Description of the task: Show all lines containing "wearing" from the data below.

-- Source records follows --

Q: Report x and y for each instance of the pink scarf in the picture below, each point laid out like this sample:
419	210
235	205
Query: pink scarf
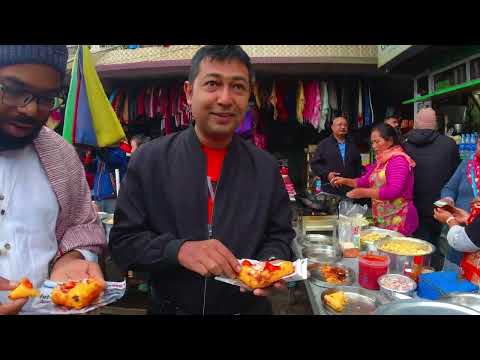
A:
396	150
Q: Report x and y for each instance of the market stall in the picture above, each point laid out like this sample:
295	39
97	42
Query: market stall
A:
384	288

-- Source records concluded --
-- Source records follows --

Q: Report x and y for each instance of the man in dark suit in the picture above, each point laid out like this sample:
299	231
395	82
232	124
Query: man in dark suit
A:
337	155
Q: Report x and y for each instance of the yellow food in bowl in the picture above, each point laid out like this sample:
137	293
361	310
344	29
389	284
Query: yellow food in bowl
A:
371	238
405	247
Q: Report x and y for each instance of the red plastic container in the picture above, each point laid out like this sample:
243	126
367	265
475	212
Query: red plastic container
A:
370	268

-- Source records concluded --
-- Source records follows --

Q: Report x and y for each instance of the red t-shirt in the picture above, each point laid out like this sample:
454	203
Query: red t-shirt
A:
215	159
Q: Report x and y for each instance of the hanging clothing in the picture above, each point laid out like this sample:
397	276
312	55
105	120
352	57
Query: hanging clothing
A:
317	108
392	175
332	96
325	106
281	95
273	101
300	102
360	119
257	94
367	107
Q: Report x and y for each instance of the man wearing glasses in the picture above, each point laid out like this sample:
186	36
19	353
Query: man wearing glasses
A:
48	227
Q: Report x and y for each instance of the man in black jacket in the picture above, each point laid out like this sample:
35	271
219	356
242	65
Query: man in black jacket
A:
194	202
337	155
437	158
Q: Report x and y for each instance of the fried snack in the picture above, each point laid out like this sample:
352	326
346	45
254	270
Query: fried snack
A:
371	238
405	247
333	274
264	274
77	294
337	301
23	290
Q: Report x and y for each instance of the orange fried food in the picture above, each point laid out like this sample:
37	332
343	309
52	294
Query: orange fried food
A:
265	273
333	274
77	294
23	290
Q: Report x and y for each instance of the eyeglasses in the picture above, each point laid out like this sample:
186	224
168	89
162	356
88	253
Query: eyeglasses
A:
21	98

-- Source records concluded --

Solution for this exercise:
Q: Report x and y for each instance of the man wearing glasses in the picture above, each point laid out like this sample:
Query: man wearing glasses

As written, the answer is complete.